■ **Instructions for the task**: In the Hudi bug report, reproduce word for word the part that starts with the words "Steps to reproduce" and ends with "table to test.".

You are viewing a plain text version of this content. The canonical link for it is here.
Posted to commits@hudi.apache.org by GitBox <gi...@apache.org> on 2021/05/21 10:51:13 UTC

[GitHub] [hudi] AirToSupply opened a new issue #2976: [SUPPORT] Column misalignment occurs when reading the COPY_ON_WRITE type of hudi table through Flink

AirToSupply opened a new issue #2976:
URL: https://github.com/apache/hudi/issues/2976


   **To Reproduce**
   
   Steps to reproduce the behavior:
   
   1.Build from source with branch [master], the version is 0.9.0-SNAPSHOT. 
   2.Start a Fink1.12.x streaming job, read data from hudi table to test.
   3.Online observation, the exception caused the flink job to fail
   
   **Expected behavior**
   java.lang.IllegalArgumentException: Unexpected type: ...
   
   A clear and concise description of what you expected to happen.

Coordinate annotation records:
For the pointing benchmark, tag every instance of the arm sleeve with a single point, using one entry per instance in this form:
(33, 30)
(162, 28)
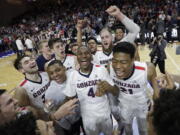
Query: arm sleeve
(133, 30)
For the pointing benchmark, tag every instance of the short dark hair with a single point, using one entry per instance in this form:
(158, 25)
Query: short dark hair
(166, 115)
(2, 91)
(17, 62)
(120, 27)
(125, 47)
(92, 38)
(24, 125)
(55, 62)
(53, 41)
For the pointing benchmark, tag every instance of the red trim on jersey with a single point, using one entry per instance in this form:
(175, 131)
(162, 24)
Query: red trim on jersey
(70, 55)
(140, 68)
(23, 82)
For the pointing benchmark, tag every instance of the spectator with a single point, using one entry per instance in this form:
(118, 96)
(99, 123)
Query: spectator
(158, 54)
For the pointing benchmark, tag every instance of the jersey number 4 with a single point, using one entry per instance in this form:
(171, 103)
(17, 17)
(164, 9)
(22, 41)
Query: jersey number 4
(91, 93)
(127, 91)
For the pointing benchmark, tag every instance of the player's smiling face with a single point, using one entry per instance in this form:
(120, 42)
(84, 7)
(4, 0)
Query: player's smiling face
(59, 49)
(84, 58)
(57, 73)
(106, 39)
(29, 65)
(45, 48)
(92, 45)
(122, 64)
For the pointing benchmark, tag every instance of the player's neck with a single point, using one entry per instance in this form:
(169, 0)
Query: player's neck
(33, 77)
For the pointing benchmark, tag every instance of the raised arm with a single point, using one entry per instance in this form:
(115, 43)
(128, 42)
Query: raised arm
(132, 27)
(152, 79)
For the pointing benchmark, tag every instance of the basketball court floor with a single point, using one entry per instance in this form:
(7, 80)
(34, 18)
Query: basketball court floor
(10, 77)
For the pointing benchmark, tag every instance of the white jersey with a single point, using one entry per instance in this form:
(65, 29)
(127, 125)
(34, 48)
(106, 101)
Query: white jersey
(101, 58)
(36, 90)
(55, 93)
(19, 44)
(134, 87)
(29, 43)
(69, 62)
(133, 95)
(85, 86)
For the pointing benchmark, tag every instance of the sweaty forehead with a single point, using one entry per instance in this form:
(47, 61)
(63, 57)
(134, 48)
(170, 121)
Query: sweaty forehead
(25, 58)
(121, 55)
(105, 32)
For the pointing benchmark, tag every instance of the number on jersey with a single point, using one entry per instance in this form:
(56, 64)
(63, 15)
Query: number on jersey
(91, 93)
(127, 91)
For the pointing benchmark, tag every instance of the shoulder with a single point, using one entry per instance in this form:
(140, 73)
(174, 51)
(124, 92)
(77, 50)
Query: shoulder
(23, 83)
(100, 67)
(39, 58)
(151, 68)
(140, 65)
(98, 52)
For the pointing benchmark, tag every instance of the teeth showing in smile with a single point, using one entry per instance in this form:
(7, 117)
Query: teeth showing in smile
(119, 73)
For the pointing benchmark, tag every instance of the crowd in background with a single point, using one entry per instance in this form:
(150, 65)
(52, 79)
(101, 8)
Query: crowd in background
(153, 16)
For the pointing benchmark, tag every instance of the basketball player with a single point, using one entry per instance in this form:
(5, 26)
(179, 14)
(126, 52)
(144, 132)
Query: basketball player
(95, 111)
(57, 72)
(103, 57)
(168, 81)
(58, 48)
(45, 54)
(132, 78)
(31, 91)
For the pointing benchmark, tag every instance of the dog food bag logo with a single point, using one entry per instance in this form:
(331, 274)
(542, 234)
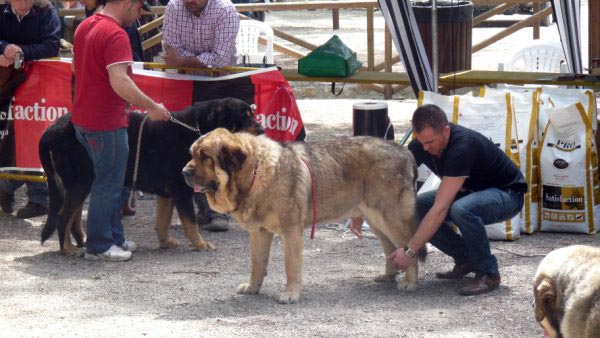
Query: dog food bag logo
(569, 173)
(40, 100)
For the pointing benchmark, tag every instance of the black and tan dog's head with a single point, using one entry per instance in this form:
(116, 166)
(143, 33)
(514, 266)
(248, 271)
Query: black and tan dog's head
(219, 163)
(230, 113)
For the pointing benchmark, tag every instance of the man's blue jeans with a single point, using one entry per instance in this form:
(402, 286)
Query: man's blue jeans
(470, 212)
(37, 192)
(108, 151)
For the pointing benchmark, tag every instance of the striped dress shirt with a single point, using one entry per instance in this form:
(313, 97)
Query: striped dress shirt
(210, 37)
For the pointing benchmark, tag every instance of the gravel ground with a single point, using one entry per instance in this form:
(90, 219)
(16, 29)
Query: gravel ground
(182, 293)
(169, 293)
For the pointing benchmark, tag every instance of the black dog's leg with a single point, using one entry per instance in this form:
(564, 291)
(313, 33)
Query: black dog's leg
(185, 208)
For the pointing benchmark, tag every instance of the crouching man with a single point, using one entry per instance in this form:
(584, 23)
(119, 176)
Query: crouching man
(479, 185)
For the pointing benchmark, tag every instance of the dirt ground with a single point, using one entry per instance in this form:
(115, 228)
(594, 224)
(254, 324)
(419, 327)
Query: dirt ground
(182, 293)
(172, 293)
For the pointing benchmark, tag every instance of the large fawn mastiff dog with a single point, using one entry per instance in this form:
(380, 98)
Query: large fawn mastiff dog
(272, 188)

■ **Answer to this problem**:
Steps to reproduce the behavior:
   
   1.Build from source with branch [master], the version is 0.9.0-SNAPSHOT. 
   2.Start a Fink1.12.x streaming job, read data from hudi table to test.